▶ [Challenge]
Are you able to quote each entry exactly as written?

▶ [Named-object pointing records]
╔══

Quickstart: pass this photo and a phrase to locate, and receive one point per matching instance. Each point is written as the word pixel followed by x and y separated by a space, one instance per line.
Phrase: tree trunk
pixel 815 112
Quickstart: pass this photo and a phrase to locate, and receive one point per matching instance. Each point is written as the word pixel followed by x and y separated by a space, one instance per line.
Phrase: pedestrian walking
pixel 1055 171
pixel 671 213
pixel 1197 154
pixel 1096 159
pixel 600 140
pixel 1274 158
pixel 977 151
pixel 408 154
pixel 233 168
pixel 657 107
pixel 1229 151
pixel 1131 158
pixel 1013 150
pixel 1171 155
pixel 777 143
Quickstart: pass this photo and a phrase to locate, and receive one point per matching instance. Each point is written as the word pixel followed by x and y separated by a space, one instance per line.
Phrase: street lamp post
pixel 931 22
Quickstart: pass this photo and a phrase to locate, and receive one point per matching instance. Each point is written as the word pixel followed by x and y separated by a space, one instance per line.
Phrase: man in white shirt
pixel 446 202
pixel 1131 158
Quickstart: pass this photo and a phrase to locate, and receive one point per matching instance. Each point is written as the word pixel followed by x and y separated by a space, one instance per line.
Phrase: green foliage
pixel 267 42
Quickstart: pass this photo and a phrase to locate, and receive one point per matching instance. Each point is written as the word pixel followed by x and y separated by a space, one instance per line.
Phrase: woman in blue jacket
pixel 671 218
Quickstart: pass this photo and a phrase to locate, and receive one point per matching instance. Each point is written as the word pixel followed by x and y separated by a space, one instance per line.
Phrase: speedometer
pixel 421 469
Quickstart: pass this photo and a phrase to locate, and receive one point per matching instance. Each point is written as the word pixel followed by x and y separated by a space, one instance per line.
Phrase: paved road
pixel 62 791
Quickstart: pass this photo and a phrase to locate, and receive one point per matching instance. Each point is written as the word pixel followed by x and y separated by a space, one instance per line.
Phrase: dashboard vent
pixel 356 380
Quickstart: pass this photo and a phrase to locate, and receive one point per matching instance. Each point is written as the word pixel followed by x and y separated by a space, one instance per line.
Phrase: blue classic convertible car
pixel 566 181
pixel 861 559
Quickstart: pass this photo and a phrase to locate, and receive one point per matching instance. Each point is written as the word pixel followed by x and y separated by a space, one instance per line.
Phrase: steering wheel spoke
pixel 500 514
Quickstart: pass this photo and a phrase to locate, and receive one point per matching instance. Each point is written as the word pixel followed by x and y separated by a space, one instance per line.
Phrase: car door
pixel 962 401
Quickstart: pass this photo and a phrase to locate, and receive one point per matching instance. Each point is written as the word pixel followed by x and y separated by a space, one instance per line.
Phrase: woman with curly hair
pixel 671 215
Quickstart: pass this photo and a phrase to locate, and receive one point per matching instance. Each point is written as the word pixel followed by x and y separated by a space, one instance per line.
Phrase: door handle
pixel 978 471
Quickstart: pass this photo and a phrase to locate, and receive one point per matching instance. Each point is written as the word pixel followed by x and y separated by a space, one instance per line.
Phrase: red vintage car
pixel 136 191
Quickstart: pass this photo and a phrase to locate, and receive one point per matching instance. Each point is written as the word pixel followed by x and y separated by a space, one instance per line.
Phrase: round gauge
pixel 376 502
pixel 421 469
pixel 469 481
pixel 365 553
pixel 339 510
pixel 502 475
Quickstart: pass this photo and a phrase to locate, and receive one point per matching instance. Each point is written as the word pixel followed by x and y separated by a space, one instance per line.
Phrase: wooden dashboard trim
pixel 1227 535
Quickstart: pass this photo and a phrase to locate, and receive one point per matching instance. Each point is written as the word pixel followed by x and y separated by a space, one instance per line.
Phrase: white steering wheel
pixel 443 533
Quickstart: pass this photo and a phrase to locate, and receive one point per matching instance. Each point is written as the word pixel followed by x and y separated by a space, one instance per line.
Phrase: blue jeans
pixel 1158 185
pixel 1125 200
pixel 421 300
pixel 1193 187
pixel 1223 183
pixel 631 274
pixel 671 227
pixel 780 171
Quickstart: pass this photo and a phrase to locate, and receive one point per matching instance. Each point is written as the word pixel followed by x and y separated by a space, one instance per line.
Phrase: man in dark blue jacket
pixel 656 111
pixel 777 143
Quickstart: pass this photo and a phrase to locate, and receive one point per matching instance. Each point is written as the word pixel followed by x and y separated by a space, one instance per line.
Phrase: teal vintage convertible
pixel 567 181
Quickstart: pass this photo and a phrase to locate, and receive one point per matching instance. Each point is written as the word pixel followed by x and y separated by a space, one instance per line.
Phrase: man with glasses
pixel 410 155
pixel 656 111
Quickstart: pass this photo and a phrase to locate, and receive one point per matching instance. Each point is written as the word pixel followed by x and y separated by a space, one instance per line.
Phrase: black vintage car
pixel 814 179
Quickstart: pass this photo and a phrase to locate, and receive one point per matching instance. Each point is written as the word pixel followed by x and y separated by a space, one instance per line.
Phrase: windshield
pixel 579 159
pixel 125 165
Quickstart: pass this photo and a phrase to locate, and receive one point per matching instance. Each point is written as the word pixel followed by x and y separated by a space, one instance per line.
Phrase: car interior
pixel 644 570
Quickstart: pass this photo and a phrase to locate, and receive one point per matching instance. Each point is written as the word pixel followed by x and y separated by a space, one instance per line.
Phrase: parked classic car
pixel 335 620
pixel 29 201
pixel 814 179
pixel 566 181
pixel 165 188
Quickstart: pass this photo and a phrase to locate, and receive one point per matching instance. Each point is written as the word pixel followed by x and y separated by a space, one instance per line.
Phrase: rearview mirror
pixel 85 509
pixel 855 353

╚══

▶ [Result of the task]
Quickstart: pass this photo and a phrase to locate, and receive one point per matching instance. Each point is written as the word pixel followed by x and y separated by a space, one instance per line.
Phrase: tree trunk
pixel 815 112
Quickstart: pass this photo and a phrase to locate, and receive one point per matching instance. Each point is written as the word pixel followed by x and y separated by a space, one instance per line.
Phrase: pedestrian walking
pixel 1055 171
pixel 671 213
pixel 1197 154
pixel 1096 159
pixel 600 140
pixel 1274 158
pixel 977 151
pixel 408 154
pixel 233 168
pixel 657 107
pixel 1229 151
pixel 1131 158
pixel 1013 150
pixel 1171 155
pixel 777 143
Quickstart: pass this photo and a phrase to locate, and receive one point per matching instance. Each point is written as the word pixel followed by x and y separated by a space, one instance per line.
Phrase: street lamp post
pixel 931 22
Quickstart: pass this photo and a phrase to locate, and receive one point per matching instance. Each point is written as the word pixel followed by x and y separated by a space, one instance per line.
Phrase: man in white shirt
pixel 446 202
pixel 1131 158
Quickstart: pass this photo and a phrase to locate, and receive one point per matching instance. Each point is written as the word pixel followed by x and y separated by a space, one instance per line.
Phrase: green foliage
pixel 267 42
Quickstart: pass this photo and a phrase to locate, and receive one point per matching instance. Each point is written as the word pixel followed by x and y separated by a space, one instance per line.
Phrase: woman in blue jacket
pixel 671 218
Quickstart: pass this photo and a phrase to locate, and receive one point per matching instance. Each point is written as the word pixel followed by x and y separated by a space, one instance per line.
Phrase: speedometer
pixel 421 469
Quickstart: pass this photo and a phrase to locate, and receive one point per matching instance. Each point is written as the word pixel followed by x and y separated by a space, one instance per line.
Phrase: paved road
pixel 62 791
Quickstart: pass this photo and a phrase to locate, and receive one point per matching instance. Each point is written as the word pixel followed by x and y separated by a space, one instance per line.
Phrase: dashboard vent
pixel 356 380
Quickstart: pass this photo and a phrase to locate, and receive one point per matching instance. Each point is written as the word pixel followed by x and y separated by a space, one instance per line.
Phrase: blue classic convertible car
pixel 566 181
pixel 861 559
Quickstart: pass this photo and a phrase to locate, and receive one point per matching instance. Each point is written as the word pixel followed by x and y separated by a space, one instance per line.
Phrase: steering wheel spoke
pixel 500 514
Quickstart: pass this photo and a phrase to locate, and receive one point per matching instance. Each point is written as the word pixel followed by x and y separated by a space, one instance per line.
Phrase: car door
pixel 962 401
Quickstart: pass this photo and a phrase to locate, and receive one point per matching instance. Each point is written as the word pixel followed by x and y separated by a space, one instance per line.
Phrase: woman with curly hair
pixel 671 215
Quickstart: pass this photo and a phrase to locate, and receive one point per matching instance. Each point is written as the word pixel followed by x and y separated by a space, one instance per line.
Phrase: door handle
pixel 978 471
Quickstart: pass this photo and a phrase to locate, and receive one point per matching instance. Each point is written as the word pixel followed by x and y separated by a space, one instance per line.
Phrase: red vintage car
pixel 136 191
Quickstart: pass this photo and a phrase to locate, and receive one point per matching instance. Each point is written as the word pixel followed by x and y separated by a space, one instance per line.
Phrase: round gauge
pixel 376 502
pixel 421 469
pixel 469 481
pixel 365 553
pixel 339 510
pixel 502 475
Quickstart: pass this photo and a phrase to locate, and receive one point per matching instance. Each point is written as the word pixel followed by x and y separated by a space, one instance per line.
Phrase: wooden dashboard trim
pixel 1227 535
Quickstart: pass this photo and a phrase to locate, and receive one point per matching instance. Each point is written as the word pixel followed by x and y separated by a space, one instance per line.
Phrase: white steering wheel
pixel 443 533
Quickstart: pass this photo and a phrase to locate, and receive one point per matching instance. Each point is written as the word pixel followed by x and y separated by a space, one instance per line.
Phrase: blue jeans
pixel 1158 185
pixel 1125 200
pixel 421 300
pixel 1193 187
pixel 1223 183
pixel 631 274
pixel 671 227
pixel 780 171
Quickstart: pass this photo and a phrase to locate, and receive one point per matching instance. Each point is written as the word pixel followed by x and y separated by a space, one instance per line.
Phrase: man in dark blue jacket
pixel 656 111
pixel 777 143
Quickstart: pass this photo and a phrase to locate, and receive one point per matching instance. Each point is written as the word pixel followed by x and y separated by a space, one instance per line.
Phrase: teal vintage convertible
pixel 567 181
Quickstart: pass this photo and a phrase to locate, and receive one point per matching instance. Each point is written as the word pixel followed by x and y separated by a space, one instance per line.
Phrase: man with glasses
pixel 410 155
pixel 656 111
Quickstart: pass this photo and a phrase to locate, and receive one point per matching instance. Each point is written as the word pixel followed by x and y separated by a space, one instance per line.
Phrase: black vintage car
pixel 814 179
Quickstart: pass this photo and a phrase to locate, and receive one point per matching instance. Each point is written as the word pixel followed by x and y separated by a space, one instance per line.
Phrase: windshield
pixel 579 159
pixel 125 165
Quickstart: pass this photo and a phrase to locate, and receive one point per matching instance. Each point is written as the word pixel followed by x and y separated by a space, one instance per line.
Phrase: car interior
pixel 644 570
Quickstart: pass this photo and a phrase to locate, and receive one point per matching instance. Each point is written as the word pixel followed by x and y separated by a space, one instance per line.
Phrase: parked classic car
pixel 335 620
pixel 29 201
pixel 814 179
pixel 566 181
pixel 165 188
Quickstart: pass this photo and a phrase to locate, and receive one point per matching instance. Each point is written as the word pixel followed by x and y separated by a space, one instance per line.
Phrase: rearview mirror
pixel 85 509
pixel 855 353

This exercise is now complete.